- Directions for this task: Tally the lines of the records below that contain the string "maroon", matching case exactly, and reply with that number alone.

- Data for processing:

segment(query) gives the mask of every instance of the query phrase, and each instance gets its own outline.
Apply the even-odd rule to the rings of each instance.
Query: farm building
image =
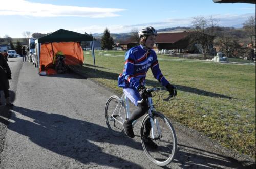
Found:
[[[9,50],[11,50],[11,46],[9,44],[0,44],[0,52],[7,52]]]

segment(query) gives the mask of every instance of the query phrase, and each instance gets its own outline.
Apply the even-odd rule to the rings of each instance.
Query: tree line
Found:
[[[249,49],[246,47],[246,45],[250,44],[252,47],[255,46],[255,17],[248,18],[243,23],[243,28],[238,29],[219,26],[218,25],[219,21],[213,18],[212,16],[208,18],[204,16],[198,16],[193,18],[191,27],[179,27],[185,29],[189,33],[187,37],[189,45],[185,49],[186,50],[195,51],[197,50],[195,47],[196,44],[200,44],[202,52],[206,59],[206,55],[212,53],[214,54],[214,51],[212,51],[214,45],[219,47],[220,51],[224,53],[226,56],[238,57],[241,55],[248,55]],[[171,31],[173,29],[173,28],[171,28],[170,30],[164,29],[158,31]],[[121,39],[114,40],[110,31],[106,28],[101,38],[97,39],[94,37],[94,40],[101,42],[102,49],[112,50],[115,44],[115,43],[124,43],[127,41],[139,42],[138,31],[136,28],[133,29],[126,38],[122,36],[120,38]],[[15,46],[12,43],[12,38],[8,35],[5,35],[3,38],[0,37],[0,43],[7,42],[10,44],[12,49],[15,49],[19,53],[21,50],[20,49],[22,43],[28,44],[30,38],[39,38],[50,33],[31,33],[29,31],[24,32],[23,33],[24,37],[23,39],[23,41],[20,42],[17,40]],[[90,35],[92,36],[91,33]],[[90,45],[88,42],[82,42],[81,45],[83,48],[86,48]]]

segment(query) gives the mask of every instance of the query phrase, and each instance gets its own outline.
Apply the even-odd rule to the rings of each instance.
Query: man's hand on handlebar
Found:
[[[152,97],[151,92],[146,90],[146,88],[144,86],[141,86],[138,88],[138,91],[140,94],[140,97],[144,100],[146,99],[148,97]]]
[[[176,87],[172,84],[168,83],[166,86],[167,89],[170,92],[170,97],[177,96]]]

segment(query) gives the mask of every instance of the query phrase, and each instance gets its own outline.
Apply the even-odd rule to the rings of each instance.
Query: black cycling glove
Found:
[[[177,96],[176,87],[172,84],[168,83],[165,87],[169,92],[170,92],[170,97]]]
[[[140,97],[143,99],[146,99],[148,97],[152,97],[151,92],[146,91],[146,88],[144,86],[140,86],[138,88],[138,91],[140,94]]]

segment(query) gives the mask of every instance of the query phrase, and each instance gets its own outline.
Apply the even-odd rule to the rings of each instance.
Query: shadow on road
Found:
[[[111,135],[105,127],[63,115],[16,106],[13,107],[13,110],[34,120],[33,122],[29,121],[12,114],[12,120],[15,122],[8,127],[9,129],[27,136],[41,147],[84,164],[94,163],[96,165],[117,168],[142,167],[111,154],[115,154],[113,152],[115,145],[126,145],[142,150],[140,142],[135,139],[125,136],[117,139]],[[4,114],[0,114],[0,122],[7,125],[12,122],[3,116],[9,118],[12,111],[5,110]],[[101,147],[91,141],[109,144],[105,145],[103,151]],[[117,154],[118,151],[120,150],[116,150]],[[148,162],[150,162],[149,160]],[[230,158],[182,145],[178,145],[178,151],[173,161],[173,163],[174,163],[182,168],[253,168],[255,167],[254,164],[251,167],[244,167]]]
[[[105,127],[54,113],[33,111],[17,106],[13,107],[13,110],[34,119],[33,121],[18,118],[12,114],[11,119],[15,121],[13,125],[11,122],[1,116],[0,122],[4,124],[10,123],[9,129],[28,137],[41,147],[84,164],[94,163],[117,168],[141,168],[136,164],[108,153],[109,148],[113,150],[110,149],[113,145],[106,146],[104,149],[106,153],[101,147],[90,142],[119,144],[118,139],[112,137]],[[11,113],[11,110],[8,111],[6,115]],[[128,142],[128,146],[140,146],[140,143],[133,140]]]

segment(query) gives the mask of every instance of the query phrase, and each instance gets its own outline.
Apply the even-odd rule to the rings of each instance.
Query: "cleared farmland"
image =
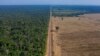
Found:
[[[52,22],[54,56],[100,56],[100,14],[52,17]]]

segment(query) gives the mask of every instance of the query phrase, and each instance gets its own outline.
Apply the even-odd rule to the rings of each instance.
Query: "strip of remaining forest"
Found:
[[[0,6],[0,56],[44,56],[49,6]]]

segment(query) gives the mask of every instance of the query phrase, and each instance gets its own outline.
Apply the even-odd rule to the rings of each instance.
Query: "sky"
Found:
[[[100,0],[0,0],[0,5],[100,5]]]

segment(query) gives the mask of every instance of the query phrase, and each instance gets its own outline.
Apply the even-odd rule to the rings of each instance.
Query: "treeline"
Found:
[[[49,6],[0,6],[0,56],[44,56]]]
[[[88,14],[88,13],[100,13],[100,6],[58,5],[58,6],[52,6],[52,8],[53,8],[52,10],[53,16],[78,17],[79,15]],[[62,13],[63,11],[65,12]]]

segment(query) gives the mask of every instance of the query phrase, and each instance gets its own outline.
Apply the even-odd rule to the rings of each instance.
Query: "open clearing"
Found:
[[[51,21],[53,56],[100,56],[100,14],[52,17]]]

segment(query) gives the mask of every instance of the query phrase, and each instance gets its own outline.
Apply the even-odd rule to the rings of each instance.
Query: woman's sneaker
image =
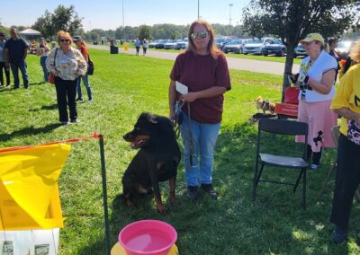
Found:
[[[187,186],[186,196],[192,200],[196,200],[198,196],[197,186]]]
[[[336,244],[342,244],[346,241],[346,239],[347,233],[338,226],[331,233],[331,240]]]
[[[212,199],[218,198],[218,192],[213,189],[212,184],[202,184],[202,188]]]

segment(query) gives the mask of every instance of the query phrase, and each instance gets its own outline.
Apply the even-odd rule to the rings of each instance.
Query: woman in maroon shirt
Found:
[[[228,64],[214,44],[214,32],[204,21],[192,23],[188,48],[177,56],[170,74],[170,116],[176,101],[184,102],[180,133],[184,146],[184,161],[187,196],[196,199],[199,185],[212,198],[213,152],[222,117],[223,93],[231,88]],[[188,87],[188,93],[176,92],[176,82]]]

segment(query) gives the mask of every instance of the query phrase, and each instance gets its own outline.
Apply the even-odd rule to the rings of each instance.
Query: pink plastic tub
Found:
[[[176,239],[171,224],[157,220],[134,222],[119,233],[119,242],[129,255],[167,255]]]

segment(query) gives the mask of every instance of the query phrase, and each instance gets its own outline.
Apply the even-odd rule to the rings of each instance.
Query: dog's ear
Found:
[[[155,115],[152,115],[152,114],[148,114],[148,120],[150,121],[152,124],[157,124],[158,123],[157,117]]]

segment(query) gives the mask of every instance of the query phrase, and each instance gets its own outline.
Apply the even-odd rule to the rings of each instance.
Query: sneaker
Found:
[[[336,227],[334,231],[331,233],[331,240],[336,243],[336,244],[342,244],[344,243],[347,239],[347,233],[346,232],[341,230],[339,227]]]
[[[197,198],[197,186],[187,186],[186,196],[192,200],[196,200]]]
[[[316,163],[311,163],[311,165],[310,166],[310,170],[318,170],[318,168],[320,167],[320,165]]]
[[[218,192],[212,188],[212,184],[202,184],[202,188],[205,193],[208,193],[212,199],[218,198]]]

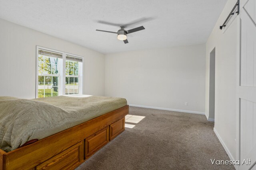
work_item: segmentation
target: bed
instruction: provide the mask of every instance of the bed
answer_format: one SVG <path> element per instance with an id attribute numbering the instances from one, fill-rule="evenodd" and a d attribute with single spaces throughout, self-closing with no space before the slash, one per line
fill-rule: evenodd
<path id="1" fill-rule="evenodd" d="M 74 169 L 124 130 L 128 113 L 121 98 L 0 97 L 0 170 Z"/>

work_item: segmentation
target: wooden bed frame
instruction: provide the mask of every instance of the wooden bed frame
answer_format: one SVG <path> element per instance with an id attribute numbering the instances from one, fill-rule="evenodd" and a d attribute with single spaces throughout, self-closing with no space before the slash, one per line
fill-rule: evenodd
<path id="1" fill-rule="evenodd" d="M 122 107 L 6 152 L 0 170 L 74 169 L 125 129 L 129 107 Z"/>

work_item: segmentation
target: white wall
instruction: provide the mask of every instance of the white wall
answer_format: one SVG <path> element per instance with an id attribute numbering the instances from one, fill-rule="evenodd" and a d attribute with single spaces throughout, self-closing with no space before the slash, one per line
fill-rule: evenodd
<path id="1" fill-rule="evenodd" d="M 106 56 L 106 96 L 124 98 L 129 104 L 204 113 L 204 44 Z"/>
<path id="2" fill-rule="evenodd" d="M 214 131 L 230 158 L 236 158 L 237 15 L 219 29 L 236 4 L 228 0 L 206 44 L 206 108 L 209 115 L 210 53 L 216 47 Z"/>
<path id="3" fill-rule="evenodd" d="M 0 96 L 34 98 L 36 46 L 84 57 L 83 93 L 104 95 L 104 54 L 0 19 Z"/>

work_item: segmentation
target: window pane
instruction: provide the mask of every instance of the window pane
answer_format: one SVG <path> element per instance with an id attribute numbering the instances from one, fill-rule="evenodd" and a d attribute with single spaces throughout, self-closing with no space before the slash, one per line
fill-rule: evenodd
<path id="1" fill-rule="evenodd" d="M 78 75 L 78 68 L 77 67 L 74 67 L 74 74 L 75 76 Z"/>
<path id="2" fill-rule="evenodd" d="M 52 87 L 52 96 L 57 96 L 59 95 L 58 90 L 59 90 L 59 88 L 58 87 Z"/>
<path id="3" fill-rule="evenodd" d="M 68 61 L 70 66 L 74 66 L 74 61 Z"/>
<path id="4" fill-rule="evenodd" d="M 50 74 L 51 73 L 51 63 L 49 57 L 43 57 L 44 59 L 44 74 Z"/>
<path id="5" fill-rule="evenodd" d="M 38 96 L 39 98 L 44 97 L 44 76 L 38 76 Z"/>
<path id="6" fill-rule="evenodd" d="M 69 79 L 69 77 L 66 77 L 66 88 L 65 88 L 65 92 L 66 94 L 69 94 L 68 93 L 68 79 Z"/>
<path id="7" fill-rule="evenodd" d="M 74 94 L 74 77 L 69 78 L 69 94 Z"/>
<path id="8" fill-rule="evenodd" d="M 38 55 L 38 73 L 39 74 L 44 72 L 44 59 L 43 56 Z"/>
<path id="9" fill-rule="evenodd" d="M 68 66 L 66 66 L 66 75 L 68 75 Z"/>
<path id="10" fill-rule="evenodd" d="M 74 79 L 75 82 L 74 84 L 74 90 L 75 94 L 78 94 L 79 93 L 79 86 L 78 82 L 78 78 L 75 77 Z"/>
<path id="11" fill-rule="evenodd" d="M 68 67 L 69 70 L 68 70 L 69 74 L 70 76 L 74 76 L 74 67 L 70 66 Z"/>
<path id="12" fill-rule="evenodd" d="M 58 58 L 49 57 L 50 61 L 50 67 L 52 68 L 52 74 L 58 74 Z"/>
<path id="13" fill-rule="evenodd" d="M 58 77 L 52 77 L 52 86 L 59 86 L 59 78 Z"/>

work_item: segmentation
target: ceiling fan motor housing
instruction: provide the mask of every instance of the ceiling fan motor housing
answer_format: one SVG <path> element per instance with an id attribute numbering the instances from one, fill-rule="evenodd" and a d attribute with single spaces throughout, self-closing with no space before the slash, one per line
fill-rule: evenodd
<path id="1" fill-rule="evenodd" d="M 123 26 L 121 26 L 120 27 L 120 29 L 118 30 L 117 31 L 117 36 L 120 35 L 123 35 L 127 36 L 127 33 L 126 33 L 126 31 L 124 29 L 124 27 Z"/>

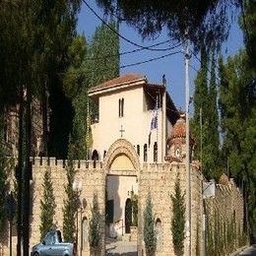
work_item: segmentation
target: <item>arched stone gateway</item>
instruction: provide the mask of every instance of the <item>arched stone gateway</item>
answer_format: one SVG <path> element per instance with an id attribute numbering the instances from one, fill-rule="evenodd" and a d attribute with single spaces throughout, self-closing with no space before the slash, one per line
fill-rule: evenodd
<path id="1" fill-rule="evenodd" d="M 120 161 L 126 164 L 118 164 Z M 129 167 L 129 169 L 126 170 L 132 170 L 135 172 L 134 174 L 137 174 L 140 170 L 140 160 L 133 145 L 125 139 L 119 139 L 115 141 L 107 151 L 103 162 L 103 169 L 106 170 L 107 174 L 114 170 L 125 170 L 125 167 Z"/>
<path id="2" fill-rule="evenodd" d="M 130 241 L 130 226 L 134 218 L 131 200 L 132 195 L 138 195 L 140 173 L 140 160 L 133 145 L 125 139 L 115 141 L 105 155 L 103 170 L 106 240 L 108 237 L 118 237 Z"/>

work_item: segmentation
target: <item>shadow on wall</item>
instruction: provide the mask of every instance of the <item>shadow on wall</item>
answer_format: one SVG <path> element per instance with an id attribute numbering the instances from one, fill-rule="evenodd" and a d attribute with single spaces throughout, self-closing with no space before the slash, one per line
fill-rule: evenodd
<path id="1" fill-rule="evenodd" d="M 120 181 L 118 176 L 106 176 L 106 203 L 105 214 L 106 224 L 108 224 L 109 231 L 107 235 L 116 237 L 122 234 L 122 208 L 120 205 L 120 196 L 118 193 Z"/>

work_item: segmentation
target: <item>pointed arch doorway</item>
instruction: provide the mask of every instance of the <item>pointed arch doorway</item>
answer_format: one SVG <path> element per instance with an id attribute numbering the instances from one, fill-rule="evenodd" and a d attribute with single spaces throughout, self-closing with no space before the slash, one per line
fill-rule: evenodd
<path id="1" fill-rule="evenodd" d="M 109 239 L 118 238 L 127 246 L 134 245 L 132 253 L 137 252 L 137 238 L 131 241 L 132 202 L 131 192 L 138 194 L 140 161 L 134 147 L 124 139 L 117 140 L 106 153 L 103 168 L 105 169 L 105 216 L 106 249 L 110 250 Z M 115 244 L 116 245 L 116 244 Z M 117 245 L 118 246 L 118 245 Z M 116 248 L 117 249 L 117 248 Z M 122 251 L 125 248 L 119 248 Z M 127 253 L 127 251 L 123 251 Z M 110 254 L 109 254 L 110 255 Z"/>

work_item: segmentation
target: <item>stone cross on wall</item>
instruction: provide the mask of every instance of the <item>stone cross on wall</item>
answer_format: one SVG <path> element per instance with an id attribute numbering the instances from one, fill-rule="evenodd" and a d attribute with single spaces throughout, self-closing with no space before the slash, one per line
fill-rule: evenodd
<path id="1" fill-rule="evenodd" d="M 122 125 L 121 125 L 121 129 L 119 130 L 119 132 L 121 133 L 121 138 L 123 138 L 123 133 L 125 132 L 125 130 L 123 129 Z"/>

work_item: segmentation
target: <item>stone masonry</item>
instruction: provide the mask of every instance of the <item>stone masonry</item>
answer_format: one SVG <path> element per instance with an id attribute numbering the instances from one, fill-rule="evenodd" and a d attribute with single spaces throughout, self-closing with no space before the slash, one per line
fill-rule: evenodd
<path id="1" fill-rule="evenodd" d="M 127 156 L 134 163 L 134 170 L 111 170 L 111 161 L 120 155 Z M 83 202 L 79 209 L 78 222 L 78 252 L 81 249 L 81 221 L 85 218 L 91 219 L 91 206 L 94 193 L 97 194 L 99 210 L 101 215 L 101 255 L 105 255 L 105 183 L 107 175 L 137 176 L 139 184 L 139 223 L 138 223 L 138 255 L 146 255 L 143 242 L 143 211 L 149 193 L 152 196 L 154 205 L 155 220 L 158 220 L 161 232 L 161 240 L 158 245 L 156 256 L 174 255 L 172 248 L 171 218 L 172 207 L 170 195 L 174 193 L 174 183 L 179 173 L 180 184 L 185 191 L 185 164 L 172 161 L 171 163 L 144 163 L 139 164 L 136 159 L 134 147 L 126 140 L 119 139 L 109 149 L 104 161 L 86 161 L 75 160 L 76 171 L 75 180 L 82 180 L 83 190 L 80 200 Z M 63 226 L 63 200 L 65 199 L 66 169 L 64 160 L 56 160 L 54 158 L 34 158 L 32 160 L 32 216 L 31 216 L 31 239 L 30 245 L 32 246 L 39 241 L 40 225 L 40 199 L 43 194 L 43 175 L 47 168 L 51 169 L 51 177 L 54 188 L 56 202 L 56 212 L 54 224 L 62 230 Z M 200 243 L 202 232 L 202 175 L 200 168 L 193 162 L 191 163 L 191 250 L 192 255 L 197 255 L 197 244 Z M 220 214 L 229 217 L 229 213 L 235 211 L 237 222 L 243 220 L 243 201 L 240 192 L 232 181 L 226 187 L 217 185 L 216 198 L 208 201 L 209 209 L 216 209 Z M 228 211 L 227 211 L 228 209 Z M 74 216 L 76 220 L 76 216 Z M 5 239 L 0 241 L 0 255 L 9 255 L 9 236 L 8 231 L 4 234 Z M 82 255 L 89 253 L 89 244 L 83 244 Z M 13 237 L 13 255 L 15 255 L 16 237 Z"/>

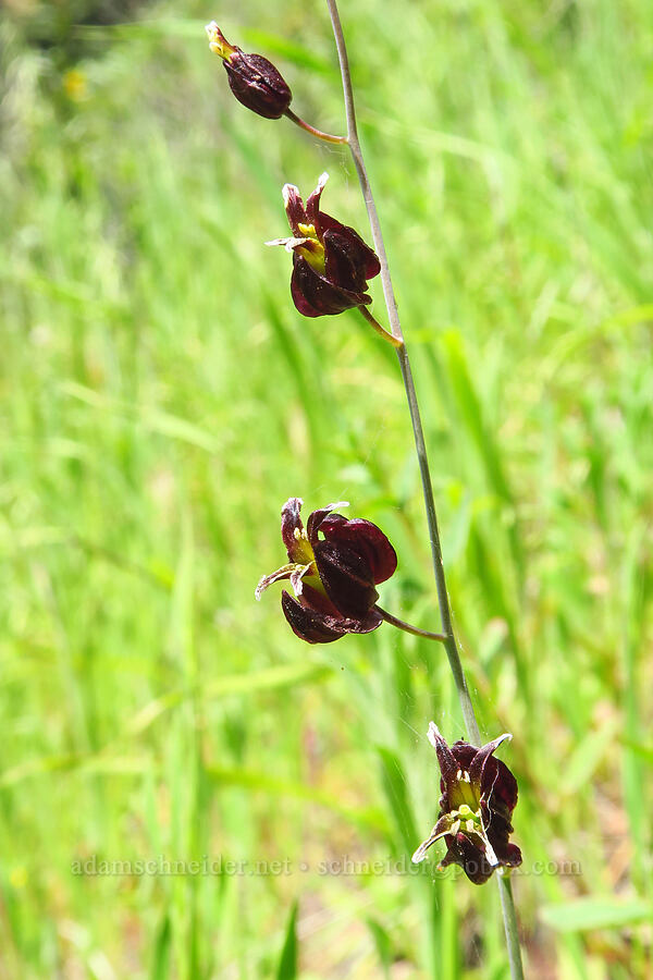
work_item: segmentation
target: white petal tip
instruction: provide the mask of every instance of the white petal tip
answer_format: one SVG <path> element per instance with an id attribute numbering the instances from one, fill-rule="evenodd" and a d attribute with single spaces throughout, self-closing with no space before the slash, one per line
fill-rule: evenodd
<path id="1" fill-rule="evenodd" d="M 440 728 L 438 727 L 435 722 L 429 722 L 429 731 L 427 732 L 427 738 L 429 739 L 429 742 L 431 743 L 433 748 L 438 747 L 438 739 L 442 738 L 442 735 L 440 734 Z"/>

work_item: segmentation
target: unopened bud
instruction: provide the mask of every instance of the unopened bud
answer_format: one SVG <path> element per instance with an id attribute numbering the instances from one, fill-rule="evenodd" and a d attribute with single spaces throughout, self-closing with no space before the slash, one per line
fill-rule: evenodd
<path id="1" fill-rule="evenodd" d="M 245 54 L 230 45 L 215 21 L 207 25 L 209 47 L 222 58 L 229 85 L 243 106 L 264 119 L 284 114 L 293 94 L 271 61 L 261 54 Z"/>

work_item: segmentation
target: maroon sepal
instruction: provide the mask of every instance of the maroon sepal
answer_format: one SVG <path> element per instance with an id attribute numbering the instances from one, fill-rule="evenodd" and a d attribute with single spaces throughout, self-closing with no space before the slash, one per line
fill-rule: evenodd
<path id="1" fill-rule="evenodd" d="M 361 620 L 317 612 L 301 605 L 285 590 L 281 593 L 281 608 L 293 633 L 307 644 L 332 644 L 347 633 L 371 633 L 383 622 L 373 609 Z"/>
<path id="2" fill-rule="evenodd" d="M 293 95 L 271 61 L 236 48 L 223 63 L 229 86 L 243 106 L 263 119 L 279 119 L 284 114 Z"/>

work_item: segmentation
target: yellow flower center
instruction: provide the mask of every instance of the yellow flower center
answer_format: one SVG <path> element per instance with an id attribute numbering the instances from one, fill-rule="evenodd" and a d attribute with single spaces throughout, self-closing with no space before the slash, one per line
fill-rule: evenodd
<path id="1" fill-rule="evenodd" d="M 297 252 L 301 254 L 301 256 L 306 259 L 311 269 L 315 269 L 316 272 L 319 272 L 320 275 L 324 274 L 324 246 L 318 238 L 318 233 L 316 232 L 315 224 L 301 224 L 298 225 L 299 233 L 304 238 L 308 238 L 304 245 L 300 245 L 297 248 Z"/>
<path id="2" fill-rule="evenodd" d="M 307 572 L 306 575 L 301 577 L 301 580 L 310 586 L 311 589 L 316 589 L 318 592 L 322 592 L 323 596 L 326 595 L 324 586 L 322 585 L 322 580 L 318 575 L 318 568 L 316 565 L 316 555 L 311 548 L 310 541 L 308 540 L 308 535 L 306 534 L 306 528 L 301 528 L 299 530 L 298 527 L 293 531 L 293 537 L 295 538 L 295 544 L 293 546 L 293 561 L 297 565 L 310 565 L 311 567 Z"/>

- Answer to this exercise: 3